▸ Problem to work on: Please copy out the material again, starting at the line that has "of the small" and running through the end of the material, with each coordinate in the answers shifted by adding 78.

▸ Input for this task:

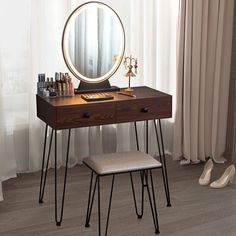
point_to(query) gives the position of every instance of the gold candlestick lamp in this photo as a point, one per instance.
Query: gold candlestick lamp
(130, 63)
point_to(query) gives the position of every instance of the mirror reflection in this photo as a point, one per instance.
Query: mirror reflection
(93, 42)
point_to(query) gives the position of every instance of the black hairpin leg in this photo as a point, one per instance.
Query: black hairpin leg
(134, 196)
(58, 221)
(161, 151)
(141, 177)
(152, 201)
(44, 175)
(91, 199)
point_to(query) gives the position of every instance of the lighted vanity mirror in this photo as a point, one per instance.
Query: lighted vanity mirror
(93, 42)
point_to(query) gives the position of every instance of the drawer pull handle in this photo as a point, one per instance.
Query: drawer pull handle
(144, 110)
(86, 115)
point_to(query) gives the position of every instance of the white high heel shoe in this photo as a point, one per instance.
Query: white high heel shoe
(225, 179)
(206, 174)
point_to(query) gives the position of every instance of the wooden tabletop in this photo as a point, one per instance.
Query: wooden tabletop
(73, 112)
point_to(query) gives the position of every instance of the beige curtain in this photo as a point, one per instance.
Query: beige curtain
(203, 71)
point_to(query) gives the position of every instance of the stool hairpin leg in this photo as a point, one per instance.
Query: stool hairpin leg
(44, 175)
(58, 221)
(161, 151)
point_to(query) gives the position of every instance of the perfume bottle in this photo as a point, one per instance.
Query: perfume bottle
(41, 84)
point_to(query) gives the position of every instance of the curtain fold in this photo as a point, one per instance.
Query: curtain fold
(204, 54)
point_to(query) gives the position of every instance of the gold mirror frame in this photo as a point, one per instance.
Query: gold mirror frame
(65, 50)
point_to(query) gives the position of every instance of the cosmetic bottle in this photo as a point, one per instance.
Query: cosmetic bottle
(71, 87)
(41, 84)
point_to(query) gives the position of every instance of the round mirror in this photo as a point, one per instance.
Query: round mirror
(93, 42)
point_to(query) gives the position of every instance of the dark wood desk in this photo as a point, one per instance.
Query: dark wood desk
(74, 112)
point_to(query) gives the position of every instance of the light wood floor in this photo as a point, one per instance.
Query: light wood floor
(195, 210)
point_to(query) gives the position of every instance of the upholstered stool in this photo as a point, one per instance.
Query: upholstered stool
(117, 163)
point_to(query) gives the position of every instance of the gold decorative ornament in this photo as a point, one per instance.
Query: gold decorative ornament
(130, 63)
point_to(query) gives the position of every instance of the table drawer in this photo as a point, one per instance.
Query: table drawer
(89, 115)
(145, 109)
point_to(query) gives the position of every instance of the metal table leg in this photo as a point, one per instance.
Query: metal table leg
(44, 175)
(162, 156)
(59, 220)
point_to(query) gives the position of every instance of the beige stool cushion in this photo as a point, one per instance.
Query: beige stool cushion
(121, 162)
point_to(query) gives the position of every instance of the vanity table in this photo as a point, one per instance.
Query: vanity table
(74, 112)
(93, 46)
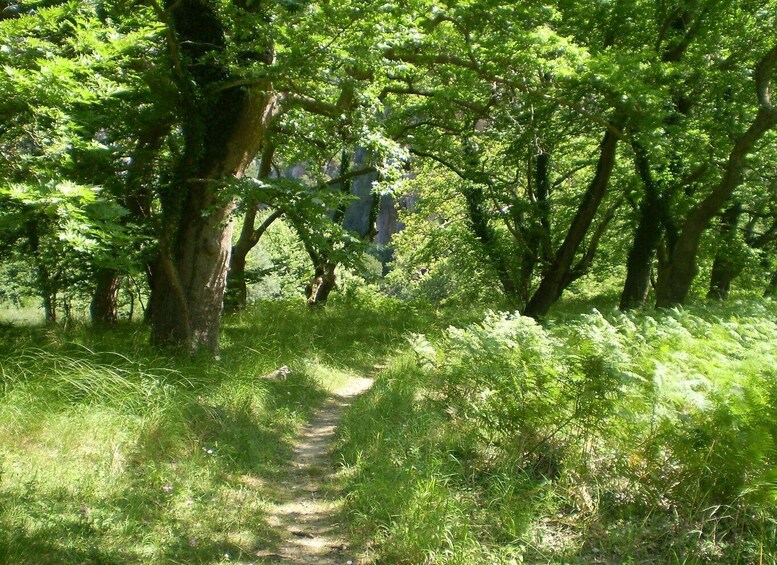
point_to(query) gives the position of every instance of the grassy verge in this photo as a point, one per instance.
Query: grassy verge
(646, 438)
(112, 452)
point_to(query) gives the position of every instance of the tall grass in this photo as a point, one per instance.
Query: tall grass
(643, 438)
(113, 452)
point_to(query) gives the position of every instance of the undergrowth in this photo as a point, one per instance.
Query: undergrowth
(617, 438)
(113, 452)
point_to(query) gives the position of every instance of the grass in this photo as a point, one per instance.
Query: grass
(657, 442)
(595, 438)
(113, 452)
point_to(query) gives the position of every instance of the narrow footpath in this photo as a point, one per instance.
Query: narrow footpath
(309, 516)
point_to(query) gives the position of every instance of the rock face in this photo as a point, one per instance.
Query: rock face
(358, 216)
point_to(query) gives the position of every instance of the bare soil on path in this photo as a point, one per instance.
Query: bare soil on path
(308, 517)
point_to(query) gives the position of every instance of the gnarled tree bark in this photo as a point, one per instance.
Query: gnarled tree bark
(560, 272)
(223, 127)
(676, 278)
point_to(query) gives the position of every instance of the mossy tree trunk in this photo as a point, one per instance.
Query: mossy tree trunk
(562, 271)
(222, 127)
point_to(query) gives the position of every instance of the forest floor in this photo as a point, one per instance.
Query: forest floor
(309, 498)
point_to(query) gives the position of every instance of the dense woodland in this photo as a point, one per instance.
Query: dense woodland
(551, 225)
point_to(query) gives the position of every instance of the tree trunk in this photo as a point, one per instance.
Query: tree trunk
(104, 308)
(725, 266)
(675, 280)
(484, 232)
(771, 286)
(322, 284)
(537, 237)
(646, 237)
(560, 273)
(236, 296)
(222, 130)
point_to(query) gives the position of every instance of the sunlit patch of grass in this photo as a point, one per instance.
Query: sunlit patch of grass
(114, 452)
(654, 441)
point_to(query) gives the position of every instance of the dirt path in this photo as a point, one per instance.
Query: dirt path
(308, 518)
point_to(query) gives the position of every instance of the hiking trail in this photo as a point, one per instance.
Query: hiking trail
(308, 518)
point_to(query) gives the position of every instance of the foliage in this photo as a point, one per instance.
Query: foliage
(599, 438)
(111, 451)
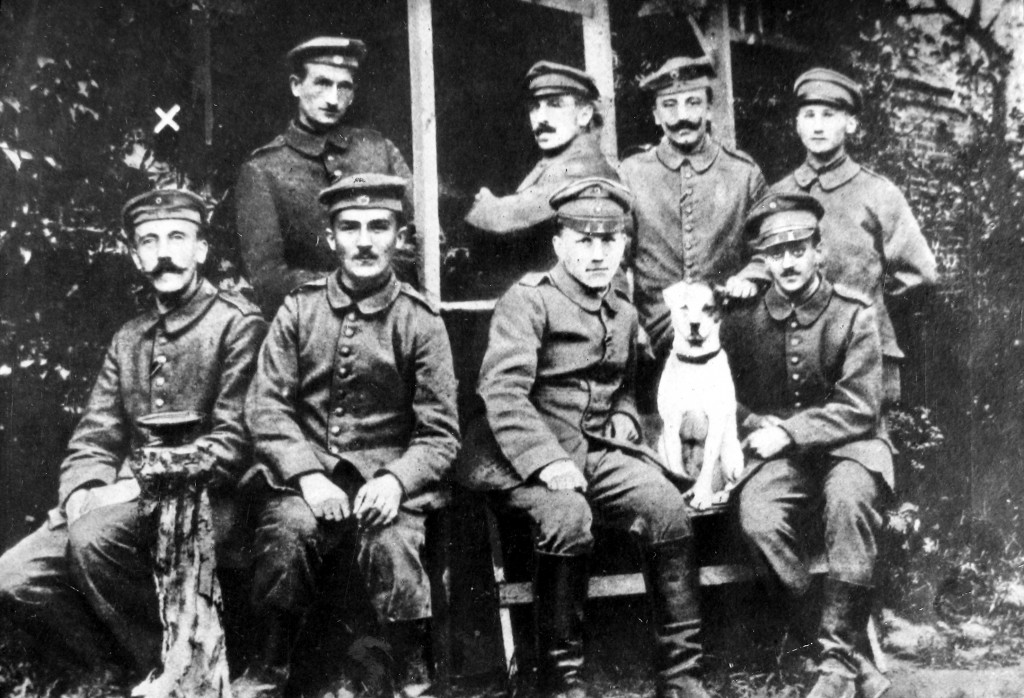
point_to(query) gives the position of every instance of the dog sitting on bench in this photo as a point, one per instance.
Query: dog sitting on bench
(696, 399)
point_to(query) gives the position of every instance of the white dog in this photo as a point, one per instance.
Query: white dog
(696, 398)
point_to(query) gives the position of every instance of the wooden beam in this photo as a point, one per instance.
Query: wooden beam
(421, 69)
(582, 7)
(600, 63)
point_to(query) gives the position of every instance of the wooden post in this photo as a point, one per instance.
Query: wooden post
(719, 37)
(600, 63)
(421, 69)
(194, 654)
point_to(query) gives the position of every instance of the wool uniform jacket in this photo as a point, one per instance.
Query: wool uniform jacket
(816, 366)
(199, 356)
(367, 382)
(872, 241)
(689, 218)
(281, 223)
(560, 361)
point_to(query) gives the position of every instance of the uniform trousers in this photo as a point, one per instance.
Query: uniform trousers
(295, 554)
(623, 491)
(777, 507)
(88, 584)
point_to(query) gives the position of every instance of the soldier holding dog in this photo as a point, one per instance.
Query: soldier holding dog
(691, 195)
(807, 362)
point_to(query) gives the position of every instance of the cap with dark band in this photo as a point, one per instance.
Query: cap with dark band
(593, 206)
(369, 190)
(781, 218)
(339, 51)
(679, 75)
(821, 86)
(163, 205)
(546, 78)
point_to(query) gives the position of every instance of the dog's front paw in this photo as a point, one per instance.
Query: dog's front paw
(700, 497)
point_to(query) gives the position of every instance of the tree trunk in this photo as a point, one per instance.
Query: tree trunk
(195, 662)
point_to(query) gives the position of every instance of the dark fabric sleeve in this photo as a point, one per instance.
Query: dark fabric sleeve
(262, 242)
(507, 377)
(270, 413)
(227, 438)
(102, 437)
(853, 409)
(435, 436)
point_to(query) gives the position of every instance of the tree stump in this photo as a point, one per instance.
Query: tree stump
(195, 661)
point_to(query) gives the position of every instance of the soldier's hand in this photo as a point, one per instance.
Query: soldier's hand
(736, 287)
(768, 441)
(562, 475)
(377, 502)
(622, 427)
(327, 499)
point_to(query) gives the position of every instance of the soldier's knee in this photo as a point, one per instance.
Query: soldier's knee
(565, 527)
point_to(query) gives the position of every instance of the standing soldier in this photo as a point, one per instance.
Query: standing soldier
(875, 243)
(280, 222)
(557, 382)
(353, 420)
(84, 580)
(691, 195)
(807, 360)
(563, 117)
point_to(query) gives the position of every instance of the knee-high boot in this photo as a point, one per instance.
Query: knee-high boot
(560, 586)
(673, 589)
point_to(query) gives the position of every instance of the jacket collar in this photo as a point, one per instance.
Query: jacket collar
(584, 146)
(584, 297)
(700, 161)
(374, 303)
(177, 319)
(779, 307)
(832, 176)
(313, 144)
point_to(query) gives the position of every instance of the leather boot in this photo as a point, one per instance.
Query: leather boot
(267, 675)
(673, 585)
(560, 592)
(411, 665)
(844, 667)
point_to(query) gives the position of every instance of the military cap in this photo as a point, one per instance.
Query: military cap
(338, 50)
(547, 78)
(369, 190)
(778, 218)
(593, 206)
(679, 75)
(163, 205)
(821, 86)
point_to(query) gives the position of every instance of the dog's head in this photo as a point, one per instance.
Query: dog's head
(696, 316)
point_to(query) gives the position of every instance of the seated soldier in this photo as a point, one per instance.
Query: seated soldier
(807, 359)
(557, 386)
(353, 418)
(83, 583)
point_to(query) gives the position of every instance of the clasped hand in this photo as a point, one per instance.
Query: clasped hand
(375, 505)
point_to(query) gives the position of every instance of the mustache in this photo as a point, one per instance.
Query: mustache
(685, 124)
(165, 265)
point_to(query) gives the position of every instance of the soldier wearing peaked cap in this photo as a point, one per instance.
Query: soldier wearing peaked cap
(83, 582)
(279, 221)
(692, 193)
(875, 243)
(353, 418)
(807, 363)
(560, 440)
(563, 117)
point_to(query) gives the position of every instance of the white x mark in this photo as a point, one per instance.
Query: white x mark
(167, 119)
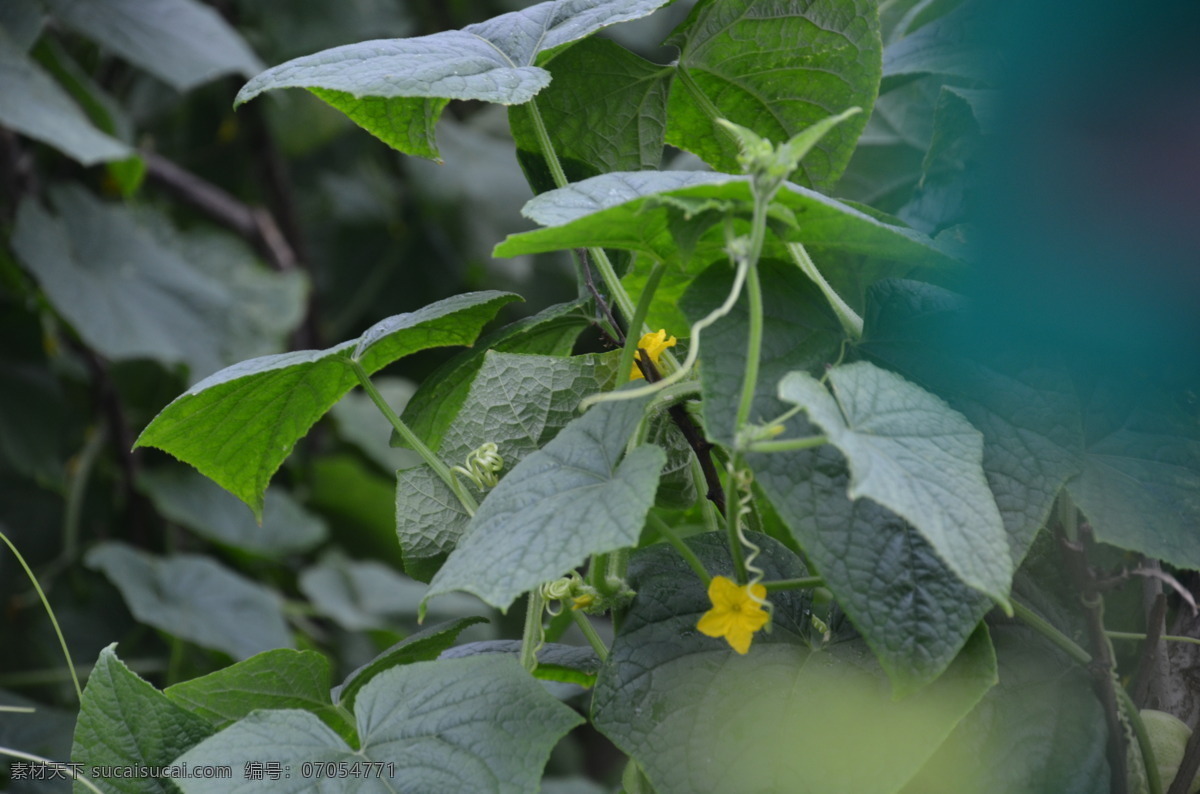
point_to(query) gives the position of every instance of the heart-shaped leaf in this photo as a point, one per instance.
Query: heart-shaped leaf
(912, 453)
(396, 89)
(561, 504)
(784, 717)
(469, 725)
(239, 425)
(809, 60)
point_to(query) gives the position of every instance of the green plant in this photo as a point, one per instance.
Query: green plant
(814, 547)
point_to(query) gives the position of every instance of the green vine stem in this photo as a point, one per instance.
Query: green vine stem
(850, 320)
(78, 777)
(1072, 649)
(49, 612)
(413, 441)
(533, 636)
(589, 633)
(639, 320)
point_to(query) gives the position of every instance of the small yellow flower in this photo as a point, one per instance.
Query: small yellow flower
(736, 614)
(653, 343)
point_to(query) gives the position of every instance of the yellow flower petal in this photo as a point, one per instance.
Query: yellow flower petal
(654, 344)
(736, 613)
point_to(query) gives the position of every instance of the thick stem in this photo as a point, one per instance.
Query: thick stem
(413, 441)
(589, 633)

▸ Reply:
point_to(query) gives the position of every instance of the small yellow flower in this photo as a point, one per instance.
Query: small yellow flower
(814, 692)
(731, 421)
point_to(query) gives the position of every instance of the yellow flower petal in this photo as a point, one per instance.
Query: yellow flower petal
(732, 422)
(814, 691)
point_to(query) gives the position of every instance of the thick stem in this photo as a point, one per instance.
Query: thick stem
(491, 519)
(667, 711)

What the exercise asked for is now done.